(Beginning of Source document)
Only an estimated 11% of domains are cited by both ChatGPT and Perplexity. Ahrefs analysis of 15,000 queries found that only 12% of URLs cited by AI tools overlap with Google’s top-10 organic results. The remaining 88% of AI citations are pulling from sources that do not rank on page one. The implication is unambiguous: ranking well in Google does not produce AI visibility, and a single-platform optimization strategy leaves most of the surface uncovered.

3. Vertical Patterns

Citation behavior also varies sharply by vertical. The patterns below combine Surfer’s industry analysis (March–August 2025), Goodie’s vertical breakdowns (February–June 2025 and October 2025–March 2026), and Profound’s category data.

Healthcare

Healthcare exhibits the most institutional citation pattern of any consumer vertical. In Google’s AI Overviews, the top cited health domains are NIH (~39%), Healthline (~15%), Mayo Clinic (~14.8%), Cleveland Clinic (~13.8%), and ScienceDirect (~11.5%). YouTube also plays a meaningful role at approximately 28% of health citations, primarily for patient-friendly explanations.

BrightEdge tracking shows AI Overview presence in healthcare grew from 59% to 89% of queries over two years. Treatment and procedure queries now show 100% AI Overview presence, up from 45% in 2023. Pain-related queries show 98% presence; symptom queries 93%; medical coding 90%. WebFX analysis of 130,070 U.S. healthcare queries found that queries of seven or more words trigger AI Overviews 73.9% of the time — the highest rate of any query length.

Financial Services

In finance, Surfer reports YouTube leading at approximately 23% of citations, followed by Wikipedia (~7.3%), LinkedIn (~6.8%), and Investopedia (~5.7%). Goodie’s analysis of 109,000 finance-specific citations identified NerdWallet as the consistent leader across ChatGPT, Gemini, Claude, and Perplexity. CNBC, Forbes, Bloomberg, and Business Insider hold strong reference positions, particularly for breaking news and market commentary. Reddit’s r/personalfinance and r/investing surface during volatility, when users seek peer-validated insight. Notably, Wise’s appearance at #8 in retail-banking citations demonstrates that fintech brands with strong editorial coverage can earn citation authority alongside legacy financial media.
(End of Source document)
(Beginning of Listed records)
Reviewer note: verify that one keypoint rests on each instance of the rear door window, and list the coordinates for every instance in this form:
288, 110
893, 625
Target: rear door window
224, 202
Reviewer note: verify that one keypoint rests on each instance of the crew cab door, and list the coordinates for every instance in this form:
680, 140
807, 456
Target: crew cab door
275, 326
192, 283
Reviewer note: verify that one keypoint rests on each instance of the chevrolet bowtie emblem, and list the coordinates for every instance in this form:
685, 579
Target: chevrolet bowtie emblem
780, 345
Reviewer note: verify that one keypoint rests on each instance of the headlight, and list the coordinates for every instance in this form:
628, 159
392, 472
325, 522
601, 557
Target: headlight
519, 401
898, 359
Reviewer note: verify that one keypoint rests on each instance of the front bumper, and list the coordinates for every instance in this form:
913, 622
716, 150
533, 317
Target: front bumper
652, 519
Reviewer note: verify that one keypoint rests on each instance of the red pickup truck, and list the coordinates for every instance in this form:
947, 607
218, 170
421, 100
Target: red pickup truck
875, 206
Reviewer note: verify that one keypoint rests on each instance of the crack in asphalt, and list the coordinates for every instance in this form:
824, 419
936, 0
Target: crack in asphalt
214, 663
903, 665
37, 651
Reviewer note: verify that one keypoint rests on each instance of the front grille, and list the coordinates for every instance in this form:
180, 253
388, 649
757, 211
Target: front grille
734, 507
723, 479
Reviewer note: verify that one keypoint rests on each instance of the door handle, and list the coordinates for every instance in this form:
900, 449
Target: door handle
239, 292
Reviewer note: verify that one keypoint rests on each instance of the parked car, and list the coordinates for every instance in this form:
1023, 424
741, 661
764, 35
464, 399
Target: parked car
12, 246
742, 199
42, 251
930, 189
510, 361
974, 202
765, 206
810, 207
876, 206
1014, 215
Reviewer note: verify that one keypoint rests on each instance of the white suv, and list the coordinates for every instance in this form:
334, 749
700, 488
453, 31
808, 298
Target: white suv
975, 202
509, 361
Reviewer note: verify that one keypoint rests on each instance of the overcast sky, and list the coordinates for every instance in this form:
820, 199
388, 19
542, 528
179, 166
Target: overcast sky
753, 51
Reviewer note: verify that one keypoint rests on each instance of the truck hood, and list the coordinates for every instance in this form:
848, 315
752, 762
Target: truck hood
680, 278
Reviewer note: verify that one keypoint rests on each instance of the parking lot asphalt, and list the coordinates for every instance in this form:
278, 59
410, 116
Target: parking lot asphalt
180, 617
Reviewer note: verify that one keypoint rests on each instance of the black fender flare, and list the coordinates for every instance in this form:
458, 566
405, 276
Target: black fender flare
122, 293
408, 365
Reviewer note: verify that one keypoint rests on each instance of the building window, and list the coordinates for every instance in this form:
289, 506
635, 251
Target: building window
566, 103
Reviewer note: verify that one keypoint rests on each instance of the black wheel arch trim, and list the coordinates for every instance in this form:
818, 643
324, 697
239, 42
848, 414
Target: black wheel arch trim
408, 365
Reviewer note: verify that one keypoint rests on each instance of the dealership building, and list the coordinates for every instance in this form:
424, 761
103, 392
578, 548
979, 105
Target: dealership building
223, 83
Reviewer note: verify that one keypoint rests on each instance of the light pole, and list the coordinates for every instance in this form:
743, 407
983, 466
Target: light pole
(End of Listed records)
▶ **Task statement**
Please continue the text on how AI tools cite sources, picking up after its last sentence.

▶ **Response below**
Beauty and Personal Care

Beauty is the most community-driven category in the dataset. Goodie’s analysis of 135,419 beauty citations (February–June 2025) found Reddit ranked #1 across all four major LLMs. In Goodie’s October 2025–March 2026 skincare analysis, Wikipedia anchored the top at 4.39% but Kaja Beauty, an indie brand, captured 4.20% — one of the strongest brand-level citation shares observed in any vertical. Vogue, Business of Fashion, and Who What Wear round out the top editorial sources. Indie outperforms legacy more often than traditional category authority would predict.

B2B SaaS

B2B technology categories show the highest concentration of any vertical. Goodie’s October 2025–March 2026 CRM and Sales Software analysis found TechRadar at 8.86% citation share — the highest single-category figure recorded across the study. G2, Capterra, and TrustRadius dominate review-driven evaluation queries. Forbes, TechCrunch, and Gartner appear consistently in Claude and Perplexity citations. Vendor brand sites are largely absent from category top-10s, which suggests buyers reach AI long before they reach a vendor’s website.

Consumer and Retail

In consumer categories, Profound and Goodie data converge on a small set of category-defining sources: Wirecutter, Amazon, Reddit (particularly r/BuyItForLife and category-specific subreddits), Tom’s Guide, and RTINGS. The Strategist (New York Magazine), Apartment Therapy, and Good Housekeeping appear with category-specific concentration. Private-label brands (Costco’s Kirkland, Trader Joe’s, Amazon Basics) show meaningful citation share in categories where shoppers ask AI for value-driven recommendations.

Travel

Profound’s analysis of online-travel and travel-booking categories shows Reddit at the top of citation share, with Wikipedia consistently appearing for destination context. TripAdvisor remains a Perplexity favorite. The Points Guy, One Mile at a Time, and Reddit’s r/awardtravel exert disproportionate influence on premium-cabin and loyalty-program recommendations.

4. The Reddit and Wikipedia Questions

Two community sources — Reddit and Wikipedia — account for a disproportionate share of LLM citations across nearly every vertical. Most communications budgets do not reflect their gravitational pull.

Reddit is the most-cited domain across all major AI platforms combined, according to Peec AI’s March 2026 analysis of 30 million citations. The Digital Bloom reported Reddit citation growth of approximately 450% in some surfaces during 2025. Per Surfer’s research, content with 50 or more upvotes in active subreddit threads is the precise pattern that Perplexity and Google AI Mode extract as citations.

The implication: Reddit cannot be optimized through traditional content marketing. It rewards genuine subject-matter participation in relevant subreddits, and it punishes promotional behavior. For brands, this raises the bar on community engagement — and it makes ethical, transparent participation a meaningful PR discipline rather than an afterthought.

Wikipedia

Wikipedia accounts for approximately 47.9% of ChatGPT’s top-10 source share and 7.8% of total citations across Profound’s 680-million-citation dataset. Surfer’s industry analysis places Wikipedia at 18.4% of all AI citations across verticals.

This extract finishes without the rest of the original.